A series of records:
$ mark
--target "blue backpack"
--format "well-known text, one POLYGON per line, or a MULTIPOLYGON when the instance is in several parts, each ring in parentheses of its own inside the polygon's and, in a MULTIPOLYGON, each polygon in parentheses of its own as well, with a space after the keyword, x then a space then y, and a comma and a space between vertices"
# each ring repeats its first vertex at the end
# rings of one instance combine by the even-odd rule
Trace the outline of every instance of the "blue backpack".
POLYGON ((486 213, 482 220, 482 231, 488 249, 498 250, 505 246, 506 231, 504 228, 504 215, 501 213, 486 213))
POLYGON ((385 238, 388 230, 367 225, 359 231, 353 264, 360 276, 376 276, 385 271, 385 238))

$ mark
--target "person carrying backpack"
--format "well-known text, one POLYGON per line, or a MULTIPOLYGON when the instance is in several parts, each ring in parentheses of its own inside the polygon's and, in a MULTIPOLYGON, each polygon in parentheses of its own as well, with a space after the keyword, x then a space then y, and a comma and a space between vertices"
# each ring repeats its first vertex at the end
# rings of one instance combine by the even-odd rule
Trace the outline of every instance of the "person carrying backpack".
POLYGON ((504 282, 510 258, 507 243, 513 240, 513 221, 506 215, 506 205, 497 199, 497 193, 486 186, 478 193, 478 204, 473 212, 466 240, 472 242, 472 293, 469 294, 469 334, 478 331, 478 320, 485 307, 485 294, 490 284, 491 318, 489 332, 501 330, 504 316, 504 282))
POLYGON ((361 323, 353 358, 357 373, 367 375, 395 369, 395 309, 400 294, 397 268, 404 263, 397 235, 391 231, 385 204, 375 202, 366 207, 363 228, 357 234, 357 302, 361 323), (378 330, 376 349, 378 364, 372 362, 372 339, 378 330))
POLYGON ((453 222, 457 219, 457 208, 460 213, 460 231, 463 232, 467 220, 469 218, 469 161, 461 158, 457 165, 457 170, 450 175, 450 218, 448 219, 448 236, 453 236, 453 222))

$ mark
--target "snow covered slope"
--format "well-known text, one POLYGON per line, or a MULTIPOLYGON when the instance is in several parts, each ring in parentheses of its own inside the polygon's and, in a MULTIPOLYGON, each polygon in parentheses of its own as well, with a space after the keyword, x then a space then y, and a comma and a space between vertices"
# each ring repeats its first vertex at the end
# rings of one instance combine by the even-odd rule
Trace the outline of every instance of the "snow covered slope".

■ **Stated exercise**: Put each line of the material above into a numbered list, omitting any blank lines.

■ **Answer to this exercise**:
1. $ mark
2. --target "blue backpack"
3. --format "well-known text, one POLYGON per line, or a MULTIPOLYGON when the instance is in several parts, each ring in parentheses of its own inside the polygon's and, in a MULTIPOLYGON, each polygon in parentheses of its own as well, with a space after the keyword, x then a space then y, and a comma and a space between vertices"
4. # each ring repeats its first vertex at the end
5. # rings of one instance combine by the even-odd rule
6. Trace the outline of every instance of the "blue backpack".
7. POLYGON ((486 213, 482 220, 482 231, 488 249, 498 250, 505 246, 506 231, 504 228, 504 215, 501 213, 486 213))
8. POLYGON ((385 238, 388 230, 367 225, 359 231, 353 264, 360 276, 376 276, 385 271, 385 238))
9. $ mark
10. --target "person carrying backpack"
11. --format "well-known text, one POLYGON per line, or a MULTIPOLYGON when the instance is in several parts, each ring in parentheses of its own inside the polygon's and, in a MULTIPOLYGON, each polygon in parentheses of its own as well, with a space after the keyword, x then a space then y, and a comma and a space between vertices"
12. # each ring repeats its first vertex at the end
13. # rings of one instance combine by the even-odd rule
14. Trace the outline of every instance of the "person carrying backpack".
15. POLYGON ((504 282, 510 258, 507 243, 513 240, 513 221, 506 215, 506 205, 497 199, 497 193, 486 186, 478 193, 478 204, 473 212, 466 240, 472 242, 472 293, 469 294, 469 334, 478 331, 478 320, 485 307, 485 294, 490 284, 491 318, 489 332, 501 330, 504 316, 504 282))
16. POLYGON ((361 323, 353 358, 357 373, 367 375, 395 369, 395 309, 400 294, 397 268, 404 263, 397 235, 391 231, 385 204, 375 202, 366 207, 363 228, 357 234, 357 302, 361 323), (378 330, 376 349, 378 364, 372 362, 372 339, 378 330))
17. POLYGON ((453 222, 457 219, 457 208, 460 213, 460 231, 463 232, 467 220, 469 218, 469 161, 461 158, 457 165, 457 170, 450 175, 450 218, 448 219, 448 236, 453 236, 453 222))
18. $ mark
19. --target "snow covered slope"
20. --format "well-known text, one POLYGON per line, or a MULTIPOLYGON when the instance is in several parts, each ring in parentheses of its own inside the polygon's and, in a MULTIPOLYGON, each polygon in parentheses of its own as well, with a space after the keyword, x then a space then y, and a comma and a space between vertices"
21. # each ring repeats its first vertex at the end
22. # rings of one instance combine by the even-odd rule
23. Trace the outline of every instance of the "snow covered slope".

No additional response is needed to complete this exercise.